→ **Aim**: Each entry here needs to be set down again exactly, please; pictures are left out.

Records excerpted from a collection
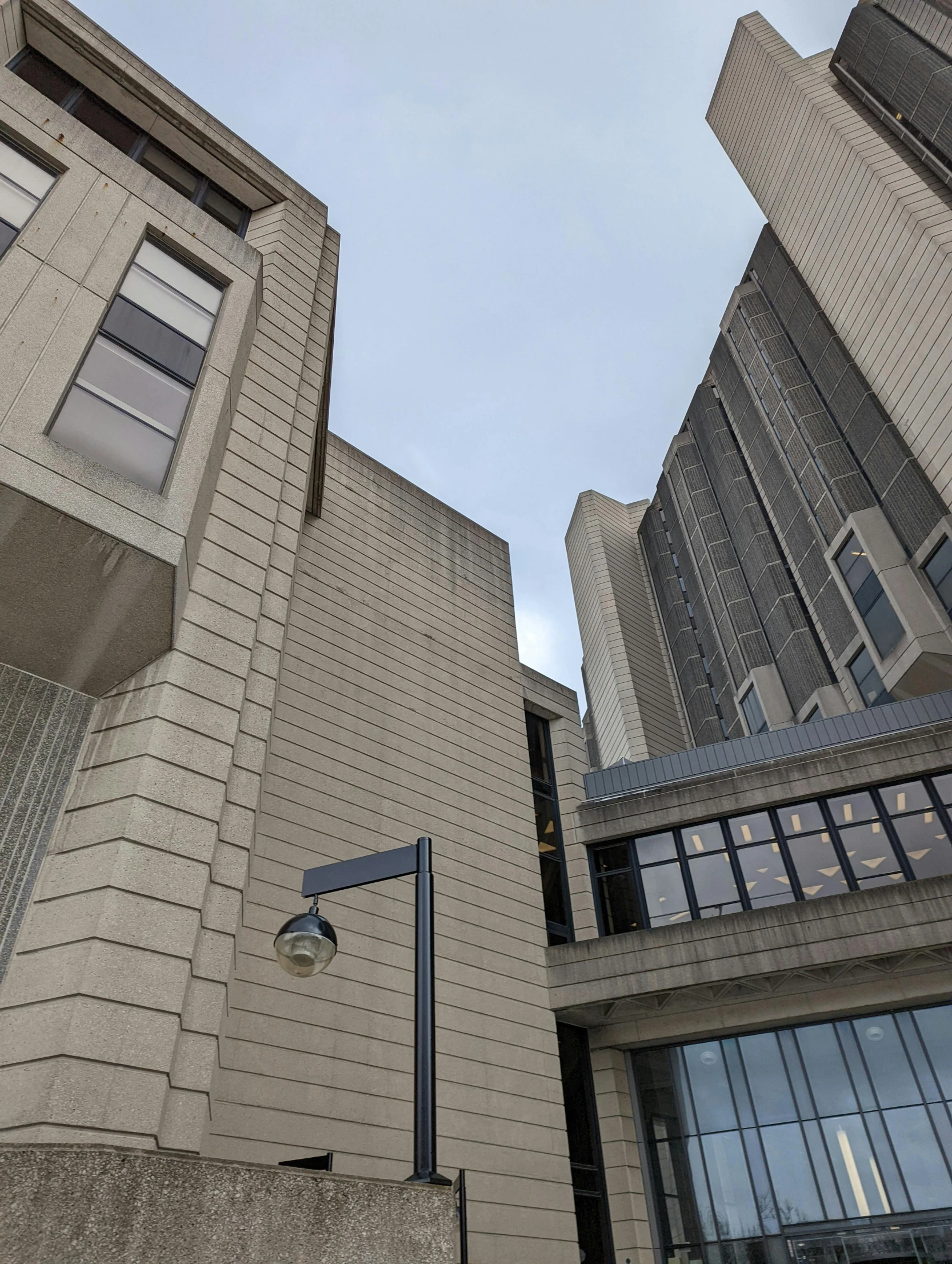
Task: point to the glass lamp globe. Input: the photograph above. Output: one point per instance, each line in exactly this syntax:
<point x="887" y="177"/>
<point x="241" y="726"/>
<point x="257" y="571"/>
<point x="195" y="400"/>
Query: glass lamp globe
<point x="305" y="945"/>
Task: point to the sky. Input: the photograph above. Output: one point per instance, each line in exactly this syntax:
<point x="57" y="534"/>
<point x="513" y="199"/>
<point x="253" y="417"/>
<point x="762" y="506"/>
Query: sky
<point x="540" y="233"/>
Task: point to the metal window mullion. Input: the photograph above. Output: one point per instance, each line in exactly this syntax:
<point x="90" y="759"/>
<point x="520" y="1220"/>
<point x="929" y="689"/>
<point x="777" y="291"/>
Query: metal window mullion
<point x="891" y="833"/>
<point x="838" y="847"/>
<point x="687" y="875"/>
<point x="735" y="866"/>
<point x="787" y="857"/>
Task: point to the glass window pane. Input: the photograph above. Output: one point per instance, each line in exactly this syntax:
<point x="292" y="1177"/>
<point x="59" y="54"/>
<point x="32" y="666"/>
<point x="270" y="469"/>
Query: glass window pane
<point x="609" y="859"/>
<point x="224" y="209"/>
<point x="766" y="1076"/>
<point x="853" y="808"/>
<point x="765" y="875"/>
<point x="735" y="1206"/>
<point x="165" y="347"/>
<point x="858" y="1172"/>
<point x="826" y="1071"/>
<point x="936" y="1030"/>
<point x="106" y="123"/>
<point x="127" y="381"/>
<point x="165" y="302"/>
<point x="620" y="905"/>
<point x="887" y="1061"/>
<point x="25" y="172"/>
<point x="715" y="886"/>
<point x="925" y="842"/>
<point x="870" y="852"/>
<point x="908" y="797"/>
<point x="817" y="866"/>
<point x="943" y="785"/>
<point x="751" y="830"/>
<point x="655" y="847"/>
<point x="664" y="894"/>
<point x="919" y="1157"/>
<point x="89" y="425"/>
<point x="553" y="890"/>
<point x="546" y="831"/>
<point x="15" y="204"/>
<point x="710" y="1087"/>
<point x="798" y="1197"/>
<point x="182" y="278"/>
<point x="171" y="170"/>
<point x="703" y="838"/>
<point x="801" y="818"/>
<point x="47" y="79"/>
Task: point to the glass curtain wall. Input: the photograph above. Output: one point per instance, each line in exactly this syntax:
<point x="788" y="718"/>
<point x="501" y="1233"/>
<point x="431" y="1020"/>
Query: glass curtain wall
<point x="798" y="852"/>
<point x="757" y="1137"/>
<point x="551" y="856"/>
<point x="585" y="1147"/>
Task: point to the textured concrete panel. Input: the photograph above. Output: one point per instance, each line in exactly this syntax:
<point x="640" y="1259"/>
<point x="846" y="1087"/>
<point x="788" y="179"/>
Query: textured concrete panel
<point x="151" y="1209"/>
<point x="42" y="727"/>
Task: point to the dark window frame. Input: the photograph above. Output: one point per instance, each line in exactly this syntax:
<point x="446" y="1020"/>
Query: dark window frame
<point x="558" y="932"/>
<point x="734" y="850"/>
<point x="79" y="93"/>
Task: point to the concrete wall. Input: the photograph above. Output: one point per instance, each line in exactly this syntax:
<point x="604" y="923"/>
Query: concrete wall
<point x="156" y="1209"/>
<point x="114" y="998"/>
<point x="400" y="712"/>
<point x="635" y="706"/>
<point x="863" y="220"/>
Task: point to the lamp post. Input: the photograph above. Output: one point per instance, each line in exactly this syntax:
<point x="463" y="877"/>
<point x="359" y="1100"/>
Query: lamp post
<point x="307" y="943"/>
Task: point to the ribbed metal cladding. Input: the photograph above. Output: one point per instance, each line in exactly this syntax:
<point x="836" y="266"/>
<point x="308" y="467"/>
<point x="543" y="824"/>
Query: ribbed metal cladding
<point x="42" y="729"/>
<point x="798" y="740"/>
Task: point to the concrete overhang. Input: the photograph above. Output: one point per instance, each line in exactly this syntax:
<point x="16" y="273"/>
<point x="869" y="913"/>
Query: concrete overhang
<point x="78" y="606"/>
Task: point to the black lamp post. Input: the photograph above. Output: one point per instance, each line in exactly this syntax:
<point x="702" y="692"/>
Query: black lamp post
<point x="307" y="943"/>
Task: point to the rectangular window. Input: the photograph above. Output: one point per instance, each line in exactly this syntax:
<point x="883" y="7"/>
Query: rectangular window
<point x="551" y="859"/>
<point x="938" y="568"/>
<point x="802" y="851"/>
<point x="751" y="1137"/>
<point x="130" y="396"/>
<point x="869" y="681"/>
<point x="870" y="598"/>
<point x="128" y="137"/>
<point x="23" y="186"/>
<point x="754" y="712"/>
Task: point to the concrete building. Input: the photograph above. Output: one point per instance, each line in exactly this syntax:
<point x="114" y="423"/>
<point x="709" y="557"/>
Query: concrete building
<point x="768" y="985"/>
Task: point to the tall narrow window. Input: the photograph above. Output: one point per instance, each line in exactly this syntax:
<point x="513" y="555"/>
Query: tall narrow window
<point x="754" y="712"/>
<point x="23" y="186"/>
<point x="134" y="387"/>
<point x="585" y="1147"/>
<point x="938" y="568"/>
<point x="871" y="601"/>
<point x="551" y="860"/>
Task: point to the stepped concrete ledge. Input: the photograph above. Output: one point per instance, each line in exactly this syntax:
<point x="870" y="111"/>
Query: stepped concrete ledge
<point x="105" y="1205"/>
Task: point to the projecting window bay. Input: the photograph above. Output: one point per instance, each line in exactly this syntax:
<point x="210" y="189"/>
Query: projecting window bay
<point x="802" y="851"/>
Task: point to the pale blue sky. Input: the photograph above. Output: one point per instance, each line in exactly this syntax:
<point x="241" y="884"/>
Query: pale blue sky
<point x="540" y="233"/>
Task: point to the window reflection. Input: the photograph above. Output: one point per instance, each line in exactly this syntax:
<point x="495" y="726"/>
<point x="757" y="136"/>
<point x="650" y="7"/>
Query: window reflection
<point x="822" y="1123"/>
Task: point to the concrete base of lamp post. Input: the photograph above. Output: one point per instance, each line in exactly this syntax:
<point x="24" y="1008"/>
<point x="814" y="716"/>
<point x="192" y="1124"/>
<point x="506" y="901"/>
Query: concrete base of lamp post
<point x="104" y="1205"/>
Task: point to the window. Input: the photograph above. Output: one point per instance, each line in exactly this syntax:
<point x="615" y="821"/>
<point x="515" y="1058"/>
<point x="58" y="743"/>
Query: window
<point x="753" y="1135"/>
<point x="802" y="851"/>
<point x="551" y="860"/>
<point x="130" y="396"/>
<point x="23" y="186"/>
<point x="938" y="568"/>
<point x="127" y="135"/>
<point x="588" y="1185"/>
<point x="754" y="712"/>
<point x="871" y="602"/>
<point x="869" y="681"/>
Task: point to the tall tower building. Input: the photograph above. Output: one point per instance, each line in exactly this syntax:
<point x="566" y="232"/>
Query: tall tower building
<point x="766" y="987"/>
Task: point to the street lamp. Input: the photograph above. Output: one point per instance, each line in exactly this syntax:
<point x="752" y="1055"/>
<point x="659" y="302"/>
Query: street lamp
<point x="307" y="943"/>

→ **Response for this exercise**:
Task: point to the glass lamp globe. Input: the photograph above. Output: one point per instance, each line in exactly this syntax:
<point x="887" y="177"/>
<point x="241" y="726"/>
<point x="257" y="571"/>
<point x="195" y="400"/>
Query: glass lamp globe
<point x="305" y="945"/>
Task: point to the sky. Input: the photograph above. Output: one point per instance, each line in exactly this syntax:
<point x="57" y="534"/>
<point x="513" y="199"/>
<point x="253" y="417"/>
<point x="762" y="506"/>
Query: sky
<point x="540" y="233"/>
Task: point to the metal window mullion. Input: the photograph above. Output: one point per instance, each line in exactly this syntax:
<point x="90" y="759"/>
<point x="520" y="1220"/>
<point x="929" y="689"/>
<point x="777" y="291"/>
Query: metal window mullion
<point x="891" y="833"/>
<point x="838" y="847"/>
<point x="687" y="875"/>
<point x="735" y="866"/>
<point x="787" y="857"/>
Task: point to the glass window pane. Input: the photograph above. Output: one point per instance, each line in exactly this syntax:
<point x="292" y="1177"/>
<point x="59" y="54"/>
<point x="32" y="666"/>
<point x="270" y="469"/>
Query: glass window pane
<point x="609" y="859"/>
<point x="224" y="209"/>
<point x="766" y="1076"/>
<point x="853" y="808"/>
<point x="765" y="875"/>
<point x="735" y="1206"/>
<point x="165" y="347"/>
<point x="858" y="1172"/>
<point x="826" y="1071"/>
<point x="936" y="1030"/>
<point x="106" y="123"/>
<point x="127" y="381"/>
<point x="165" y="302"/>
<point x="620" y="905"/>
<point x="887" y="1061"/>
<point x="25" y="172"/>
<point x="715" y="886"/>
<point x="925" y="842"/>
<point x="870" y="852"/>
<point x="908" y="797"/>
<point x="817" y="866"/>
<point x="943" y="785"/>
<point x="751" y="830"/>
<point x="655" y="847"/>
<point x="664" y="894"/>
<point x="919" y="1157"/>
<point x="89" y="425"/>
<point x="553" y="890"/>
<point x="546" y="831"/>
<point x="15" y="204"/>
<point x="710" y="1087"/>
<point x="798" y="1197"/>
<point x="182" y="278"/>
<point x="171" y="170"/>
<point x="703" y="838"/>
<point x="801" y="818"/>
<point x="47" y="79"/>
Task: point to the glass curtain wall. Input: the photograph above. Output: one point per instance, each line in exactly this syntax:
<point x="788" y="718"/>
<point x="501" y="1233"/>
<point x="431" y="1020"/>
Query: glass curtain wall
<point x="798" y="852"/>
<point x="757" y="1137"/>
<point x="551" y="856"/>
<point x="585" y="1147"/>
Task: point to the textured concrete panel. Input: the photograph above. Output: one point per instance, each line in exactly this syntax:
<point x="640" y="1259"/>
<point x="846" y="1087"/>
<point x="788" y="179"/>
Query: textured concrete panel
<point x="151" y="1209"/>
<point x="42" y="727"/>
Task: point to the dark window frame. Input: the photograph above. Output: one point per instance, each line in exactly this syntax:
<point x="446" y="1020"/>
Query: dark window frame
<point x="558" y="932"/>
<point x="734" y="850"/>
<point x="79" y="93"/>
Task: point to the concrete wall. Input: the photograph above. Output: one point per instance, each line in exactly this syntax:
<point x="604" y="923"/>
Query: concrete wall
<point x="156" y="1209"/>
<point x="114" y="998"/>
<point x="400" y="712"/>
<point x="635" y="706"/>
<point x="863" y="220"/>
Task: point to the lamp post. Input: the photograph above. Output: one point per instance, each line in exactly this syntax:
<point x="463" y="877"/>
<point x="359" y="1100"/>
Query: lamp post
<point x="307" y="943"/>
Task: point to the ribbed metal cladding. Input: the photograph above. Output: one point per instance, each line in exactly this syntax:
<point x="836" y="266"/>
<point x="308" y="467"/>
<point x="543" y="824"/>
Query: ribbed metal cladding
<point x="42" y="729"/>
<point x="798" y="740"/>
Task: point to the concrete overhang. Input: the photograph above. Output: one point per instance, each line in exactly this syntax:
<point x="16" y="273"/>
<point x="869" y="913"/>
Query: concrete overhang
<point x="78" y="606"/>
Task: point to the black lamp post. Input: the photograph above. Output: one point per instance, each line in exactly this syntax:
<point x="702" y="692"/>
Query: black lamp post
<point x="307" y="943"/>
Task: point to the rectangular window. Input: the photograph above. Output: one point per instance, each line in exactly this syntax:
<point x="883" y="7"/>
Query: rectangular window
<point x="551" y="859"/>
<point x="938" y="568"/>
<point x="802" y="851"/>
<point x="751" y="1137"/>
<point x="130" y="396"/>
<point x="869" y="681"/>
<point x="870" y="598"/>
<point x="128" y="137"/>
<point x="23" y="186"/>
<point x="754" y="712"/>
Task: point to the concrete building. Input: the photograph above. Output: one point per instance, each line in exactly this syntax:
<point x="114" y="423"/>
<point x="709" y="557"/>
Query: concrete building
<point x="768" y="985"/>
Task: point to the tall narrow window. Input: the photograph above. Output: one point per instance, each line in exactly this syntax:
<point x="513" y="555"/>
Query: tall narrow window
<point x="754" y="712"/>
<point x="23" y="186"/>
<point x="134" y="387"/>
<point x="585" y="1147"/>
<point x="938" y="568"/>
<point x="871" y="601"/>
<point x="551" y="860"/>
Task: point to the stepped concrete ledge. Input: the photograph above. Output: one point per instance, each line in exactly this syntax:
<point x="870" y="111"/>
Query: stepped concrete ledge
<point x="105" y="1205"/>
Task: point to the projecting window bay. Input: the photograph above. Output: one point per instance, each line in exactly this syntax:
<point x="210" y="189"/>
Query: projecting window bay
<point x="802" y="851"/>
Task: point to the pale blue sky. Input: the photograph above. Output: one point per instance, each line in exactly this syntax:
<point x="241" y="884"/>
Query: pale blue sky
<point x="540" y="233"/>
Task: point to the window reflection. Input: the photograph above. Output: one point per instance, each line in exactly this syntax:
<point x="495" y="726"/>
<point x="757" y="136"/>
<point x="650" y="7"/>
Query: window reflection
<point x="822" y="1123"/>
Task: point to the concrete base of lamp post. Input: the photograph above. Output: one point per instance, each line in exactly this syntax:
<point x="24" y="1008"/>
<point x="814" y="716"/>
<point x="192" y="1124"/>
<point x="506" y="901"/>
Query: concrete base of lamp post
<point x="104" y="1205"/>
Task: point to the window. Input: the photograph above. Output: one point per instance, each line in exactly this syntax:
<point x="615" y="821"/>
<point x="515" y="1058"/>
<point x="58" y="743"/>
Query: window
<point x="753" y="1135"/>
<point x="802" y="851"/>
<point x="551" y="860"/>
<point x="130" y="396"/>
<point x="23" y="186"/>
<point x="938" y="568"/>
<point x="127" y="135"/>
<point x="588" y="1185"/>
<point x="754" y="712"/>
<point x="871" y="602"/>
<point x="869" y="681"/>
Task: point to the tall tower building. Input: the photograph above. Output: one point per instance, each line in exactly this syntax:
<point x="566" y="232"/>
Query: tall tower building
<point x="766" y="987"/>
Task: point to the street lamp. Input: the photograph above. Output: one point per instance, each line in exactly this syntax:
<point x="752" y="1055"/>
<point x="659" y="302"/>
Query: street lamp
<point x="307" y="943"/>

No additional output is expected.